• Information:
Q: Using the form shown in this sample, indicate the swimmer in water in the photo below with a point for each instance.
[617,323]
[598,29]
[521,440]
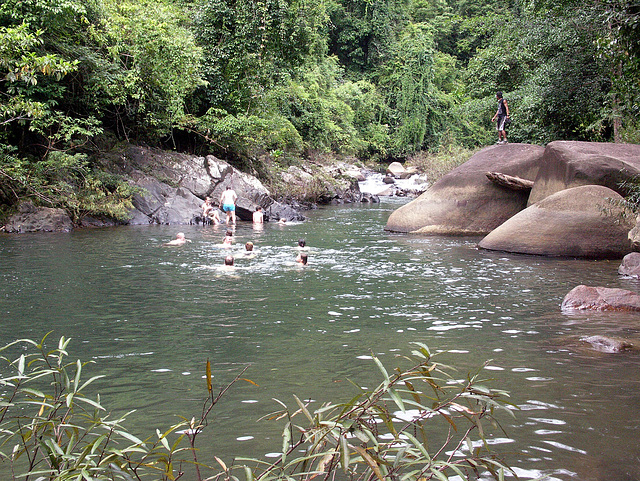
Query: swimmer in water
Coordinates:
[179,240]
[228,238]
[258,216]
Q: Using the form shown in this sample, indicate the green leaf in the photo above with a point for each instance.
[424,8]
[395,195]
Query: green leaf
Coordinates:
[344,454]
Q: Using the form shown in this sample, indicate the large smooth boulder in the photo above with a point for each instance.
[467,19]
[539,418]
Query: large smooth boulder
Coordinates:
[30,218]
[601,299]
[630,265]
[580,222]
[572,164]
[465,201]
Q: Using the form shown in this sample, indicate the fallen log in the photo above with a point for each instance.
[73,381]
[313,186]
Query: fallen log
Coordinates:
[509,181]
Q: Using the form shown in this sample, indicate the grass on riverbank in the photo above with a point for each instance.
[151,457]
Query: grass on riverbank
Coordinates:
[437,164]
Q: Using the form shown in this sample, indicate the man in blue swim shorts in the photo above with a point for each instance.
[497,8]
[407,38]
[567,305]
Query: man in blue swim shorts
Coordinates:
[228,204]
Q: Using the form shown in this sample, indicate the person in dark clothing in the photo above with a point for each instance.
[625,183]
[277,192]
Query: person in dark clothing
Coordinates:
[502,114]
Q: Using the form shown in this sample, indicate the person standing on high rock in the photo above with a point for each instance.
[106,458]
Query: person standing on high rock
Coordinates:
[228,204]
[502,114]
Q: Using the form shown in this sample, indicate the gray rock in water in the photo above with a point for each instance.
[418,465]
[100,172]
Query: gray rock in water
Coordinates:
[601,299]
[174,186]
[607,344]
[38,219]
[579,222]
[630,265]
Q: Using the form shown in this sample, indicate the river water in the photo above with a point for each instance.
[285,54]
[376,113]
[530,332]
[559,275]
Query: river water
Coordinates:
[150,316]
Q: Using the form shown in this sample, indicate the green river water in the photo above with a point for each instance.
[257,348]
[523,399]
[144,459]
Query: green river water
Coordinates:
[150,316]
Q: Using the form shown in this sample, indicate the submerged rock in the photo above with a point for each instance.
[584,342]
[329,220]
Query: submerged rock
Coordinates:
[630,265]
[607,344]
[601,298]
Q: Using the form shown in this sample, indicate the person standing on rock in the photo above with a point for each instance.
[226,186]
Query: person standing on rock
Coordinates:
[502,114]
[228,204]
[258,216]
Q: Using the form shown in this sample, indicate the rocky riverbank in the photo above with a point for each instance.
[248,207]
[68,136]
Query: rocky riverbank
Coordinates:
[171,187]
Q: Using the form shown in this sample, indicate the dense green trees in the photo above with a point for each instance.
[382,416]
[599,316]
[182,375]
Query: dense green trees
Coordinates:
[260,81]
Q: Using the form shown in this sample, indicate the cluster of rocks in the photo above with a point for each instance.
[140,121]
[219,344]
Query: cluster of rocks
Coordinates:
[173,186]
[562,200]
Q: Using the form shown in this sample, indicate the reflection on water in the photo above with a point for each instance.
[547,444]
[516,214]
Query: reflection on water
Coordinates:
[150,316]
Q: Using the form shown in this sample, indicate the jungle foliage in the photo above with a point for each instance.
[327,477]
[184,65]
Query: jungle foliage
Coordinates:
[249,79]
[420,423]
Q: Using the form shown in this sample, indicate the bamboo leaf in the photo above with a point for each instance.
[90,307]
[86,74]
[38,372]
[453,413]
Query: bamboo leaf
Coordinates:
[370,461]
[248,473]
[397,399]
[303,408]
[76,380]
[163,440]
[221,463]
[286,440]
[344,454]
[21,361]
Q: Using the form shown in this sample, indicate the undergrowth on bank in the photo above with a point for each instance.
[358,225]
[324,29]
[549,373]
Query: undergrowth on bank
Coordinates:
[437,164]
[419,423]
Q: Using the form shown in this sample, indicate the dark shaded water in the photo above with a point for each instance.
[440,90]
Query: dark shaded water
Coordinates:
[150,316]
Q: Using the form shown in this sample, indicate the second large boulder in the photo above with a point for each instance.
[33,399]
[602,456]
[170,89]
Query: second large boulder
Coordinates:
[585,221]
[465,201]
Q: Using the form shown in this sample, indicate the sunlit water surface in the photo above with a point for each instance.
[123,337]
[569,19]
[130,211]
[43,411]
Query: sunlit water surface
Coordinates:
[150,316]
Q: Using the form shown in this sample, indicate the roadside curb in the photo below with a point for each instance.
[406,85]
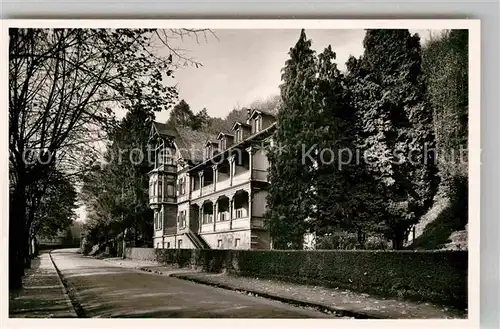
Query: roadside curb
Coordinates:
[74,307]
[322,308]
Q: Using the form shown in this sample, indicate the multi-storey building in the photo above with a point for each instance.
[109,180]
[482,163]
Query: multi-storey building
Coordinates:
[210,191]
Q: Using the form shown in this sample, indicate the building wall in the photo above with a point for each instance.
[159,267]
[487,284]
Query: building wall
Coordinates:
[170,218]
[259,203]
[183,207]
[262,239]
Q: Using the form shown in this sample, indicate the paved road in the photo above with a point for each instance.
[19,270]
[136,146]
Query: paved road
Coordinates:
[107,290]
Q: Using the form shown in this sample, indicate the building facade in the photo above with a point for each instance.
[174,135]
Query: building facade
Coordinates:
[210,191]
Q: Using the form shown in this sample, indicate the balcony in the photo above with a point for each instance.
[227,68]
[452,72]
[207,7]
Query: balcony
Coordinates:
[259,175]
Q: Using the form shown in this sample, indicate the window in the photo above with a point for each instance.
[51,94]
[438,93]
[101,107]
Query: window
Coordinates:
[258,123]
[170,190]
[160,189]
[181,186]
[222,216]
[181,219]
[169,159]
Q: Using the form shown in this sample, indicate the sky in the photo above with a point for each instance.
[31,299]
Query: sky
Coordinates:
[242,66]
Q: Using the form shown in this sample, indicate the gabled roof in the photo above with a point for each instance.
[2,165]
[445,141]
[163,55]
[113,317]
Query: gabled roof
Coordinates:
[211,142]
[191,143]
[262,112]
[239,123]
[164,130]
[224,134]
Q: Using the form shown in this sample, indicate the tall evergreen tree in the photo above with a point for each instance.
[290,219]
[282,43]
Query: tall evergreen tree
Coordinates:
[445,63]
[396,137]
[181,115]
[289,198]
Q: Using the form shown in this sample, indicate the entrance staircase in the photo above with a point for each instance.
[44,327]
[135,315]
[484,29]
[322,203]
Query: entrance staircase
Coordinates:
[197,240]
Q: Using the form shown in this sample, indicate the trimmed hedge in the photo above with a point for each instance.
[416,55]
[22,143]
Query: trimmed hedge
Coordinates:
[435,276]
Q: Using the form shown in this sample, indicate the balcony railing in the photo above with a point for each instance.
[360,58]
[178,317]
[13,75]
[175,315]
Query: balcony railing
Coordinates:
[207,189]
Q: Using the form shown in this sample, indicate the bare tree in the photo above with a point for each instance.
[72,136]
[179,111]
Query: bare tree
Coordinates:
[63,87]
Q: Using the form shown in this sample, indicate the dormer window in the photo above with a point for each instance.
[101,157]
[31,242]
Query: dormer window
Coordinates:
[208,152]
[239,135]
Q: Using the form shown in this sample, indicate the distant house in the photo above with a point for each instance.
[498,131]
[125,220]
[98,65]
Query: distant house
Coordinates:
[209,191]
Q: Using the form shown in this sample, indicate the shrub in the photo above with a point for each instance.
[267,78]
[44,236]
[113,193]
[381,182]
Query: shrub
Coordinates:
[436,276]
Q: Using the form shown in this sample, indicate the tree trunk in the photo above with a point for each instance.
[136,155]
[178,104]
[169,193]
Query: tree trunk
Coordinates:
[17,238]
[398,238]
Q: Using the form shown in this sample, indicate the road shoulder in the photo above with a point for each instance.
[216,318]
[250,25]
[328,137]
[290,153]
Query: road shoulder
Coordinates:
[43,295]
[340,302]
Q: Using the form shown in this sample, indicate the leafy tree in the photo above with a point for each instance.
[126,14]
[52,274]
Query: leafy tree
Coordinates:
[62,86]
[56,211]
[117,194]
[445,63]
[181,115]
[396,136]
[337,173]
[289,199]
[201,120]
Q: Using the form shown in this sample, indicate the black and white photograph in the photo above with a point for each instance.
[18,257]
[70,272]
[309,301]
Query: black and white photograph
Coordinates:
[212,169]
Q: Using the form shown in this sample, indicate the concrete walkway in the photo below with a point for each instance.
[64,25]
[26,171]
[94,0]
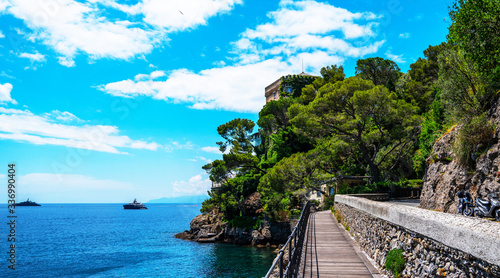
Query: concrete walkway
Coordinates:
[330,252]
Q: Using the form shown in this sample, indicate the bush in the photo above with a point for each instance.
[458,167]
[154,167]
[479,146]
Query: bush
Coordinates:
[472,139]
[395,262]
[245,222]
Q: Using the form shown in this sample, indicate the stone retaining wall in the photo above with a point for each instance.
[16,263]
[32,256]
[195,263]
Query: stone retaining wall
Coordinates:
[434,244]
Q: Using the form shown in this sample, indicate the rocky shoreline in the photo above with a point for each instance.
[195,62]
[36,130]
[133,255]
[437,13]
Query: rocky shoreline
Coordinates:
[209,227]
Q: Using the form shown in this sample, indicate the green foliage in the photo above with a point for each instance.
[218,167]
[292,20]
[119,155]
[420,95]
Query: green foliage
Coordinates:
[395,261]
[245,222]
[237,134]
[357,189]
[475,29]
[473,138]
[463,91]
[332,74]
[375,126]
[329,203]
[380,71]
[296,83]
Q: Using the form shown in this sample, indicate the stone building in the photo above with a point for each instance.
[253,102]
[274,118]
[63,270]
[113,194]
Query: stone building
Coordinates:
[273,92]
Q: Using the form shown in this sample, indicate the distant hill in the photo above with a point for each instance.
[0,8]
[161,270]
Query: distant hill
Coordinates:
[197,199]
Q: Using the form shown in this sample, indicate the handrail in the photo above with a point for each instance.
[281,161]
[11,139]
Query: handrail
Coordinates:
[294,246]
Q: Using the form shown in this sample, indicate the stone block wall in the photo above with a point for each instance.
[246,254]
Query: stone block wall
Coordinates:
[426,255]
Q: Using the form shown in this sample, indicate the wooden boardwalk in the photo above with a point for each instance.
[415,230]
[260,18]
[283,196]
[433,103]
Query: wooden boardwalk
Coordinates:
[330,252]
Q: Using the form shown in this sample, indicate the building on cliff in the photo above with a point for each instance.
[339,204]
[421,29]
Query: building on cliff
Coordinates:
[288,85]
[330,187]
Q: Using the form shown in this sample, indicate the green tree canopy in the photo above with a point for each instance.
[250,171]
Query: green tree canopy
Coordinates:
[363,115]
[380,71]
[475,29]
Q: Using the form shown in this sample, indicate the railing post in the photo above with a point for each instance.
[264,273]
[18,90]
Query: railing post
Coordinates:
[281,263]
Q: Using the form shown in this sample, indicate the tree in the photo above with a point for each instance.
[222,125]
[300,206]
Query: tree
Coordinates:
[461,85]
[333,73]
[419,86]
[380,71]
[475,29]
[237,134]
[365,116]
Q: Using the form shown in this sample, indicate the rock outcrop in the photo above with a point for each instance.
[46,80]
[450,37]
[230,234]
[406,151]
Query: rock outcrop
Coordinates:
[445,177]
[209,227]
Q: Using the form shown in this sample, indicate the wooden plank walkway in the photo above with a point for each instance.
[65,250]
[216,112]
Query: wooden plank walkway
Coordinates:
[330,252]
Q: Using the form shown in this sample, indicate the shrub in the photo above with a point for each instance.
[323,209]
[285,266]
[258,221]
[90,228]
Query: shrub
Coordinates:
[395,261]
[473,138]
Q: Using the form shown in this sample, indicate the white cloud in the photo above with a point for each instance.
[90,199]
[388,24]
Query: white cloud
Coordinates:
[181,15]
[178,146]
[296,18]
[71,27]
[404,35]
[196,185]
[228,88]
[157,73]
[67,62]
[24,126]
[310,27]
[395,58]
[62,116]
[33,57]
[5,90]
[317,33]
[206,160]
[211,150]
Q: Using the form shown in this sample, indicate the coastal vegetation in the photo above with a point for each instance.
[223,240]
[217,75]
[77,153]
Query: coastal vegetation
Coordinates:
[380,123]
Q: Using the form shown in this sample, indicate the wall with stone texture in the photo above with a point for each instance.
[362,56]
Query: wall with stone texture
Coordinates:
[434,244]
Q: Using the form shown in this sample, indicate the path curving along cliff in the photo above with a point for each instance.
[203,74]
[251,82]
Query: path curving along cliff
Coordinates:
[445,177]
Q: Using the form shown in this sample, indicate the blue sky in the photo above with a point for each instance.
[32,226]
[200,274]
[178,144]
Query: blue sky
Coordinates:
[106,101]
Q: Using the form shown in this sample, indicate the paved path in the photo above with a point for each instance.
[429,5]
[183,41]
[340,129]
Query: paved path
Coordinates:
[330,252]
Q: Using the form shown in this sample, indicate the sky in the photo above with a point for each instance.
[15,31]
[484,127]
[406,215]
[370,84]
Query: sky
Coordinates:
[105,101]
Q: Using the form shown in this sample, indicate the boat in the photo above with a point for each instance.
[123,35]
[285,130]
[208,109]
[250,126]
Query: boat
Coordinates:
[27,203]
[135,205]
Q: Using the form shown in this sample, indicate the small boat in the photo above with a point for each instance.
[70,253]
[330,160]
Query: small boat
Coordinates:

• Try it:
Copy out each line of the records where the string "storey" appears.

• Exercise output:
Q: Using the form shown in this sample, indicate the multi-storey building in the photo above with a point for each instance.
Query: multi-storey building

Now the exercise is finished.